INPUT FOR THIS TASK:
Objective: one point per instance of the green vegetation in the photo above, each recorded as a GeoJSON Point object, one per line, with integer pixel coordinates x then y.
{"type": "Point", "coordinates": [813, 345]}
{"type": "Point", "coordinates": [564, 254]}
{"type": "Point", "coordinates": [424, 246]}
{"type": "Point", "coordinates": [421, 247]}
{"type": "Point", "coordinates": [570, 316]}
---
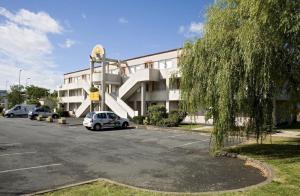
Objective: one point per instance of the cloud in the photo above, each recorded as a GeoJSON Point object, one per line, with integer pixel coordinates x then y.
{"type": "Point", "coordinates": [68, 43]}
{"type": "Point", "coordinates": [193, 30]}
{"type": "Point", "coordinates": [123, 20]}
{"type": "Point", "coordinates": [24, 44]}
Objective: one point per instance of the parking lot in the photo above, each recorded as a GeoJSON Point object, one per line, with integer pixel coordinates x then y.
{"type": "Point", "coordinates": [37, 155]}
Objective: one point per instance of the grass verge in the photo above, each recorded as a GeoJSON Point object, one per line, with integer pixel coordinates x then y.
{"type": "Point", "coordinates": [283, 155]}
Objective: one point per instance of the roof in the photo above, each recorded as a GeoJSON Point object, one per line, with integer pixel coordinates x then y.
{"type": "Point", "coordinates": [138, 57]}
...
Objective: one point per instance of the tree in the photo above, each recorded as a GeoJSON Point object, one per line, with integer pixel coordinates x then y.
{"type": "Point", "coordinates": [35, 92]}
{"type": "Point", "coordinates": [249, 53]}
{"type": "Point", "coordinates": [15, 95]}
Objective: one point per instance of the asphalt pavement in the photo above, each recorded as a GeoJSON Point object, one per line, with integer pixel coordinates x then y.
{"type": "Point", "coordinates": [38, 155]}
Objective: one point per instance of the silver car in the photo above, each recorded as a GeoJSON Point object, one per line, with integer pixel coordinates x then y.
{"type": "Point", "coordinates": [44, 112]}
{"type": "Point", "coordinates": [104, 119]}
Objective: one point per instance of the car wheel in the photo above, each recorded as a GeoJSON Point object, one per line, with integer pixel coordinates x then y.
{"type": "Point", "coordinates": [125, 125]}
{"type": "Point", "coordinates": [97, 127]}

PROBLEM: Count the lines in the entries above that contain the word "pavement", and reply with that number only.

WORKED ANSWER: 1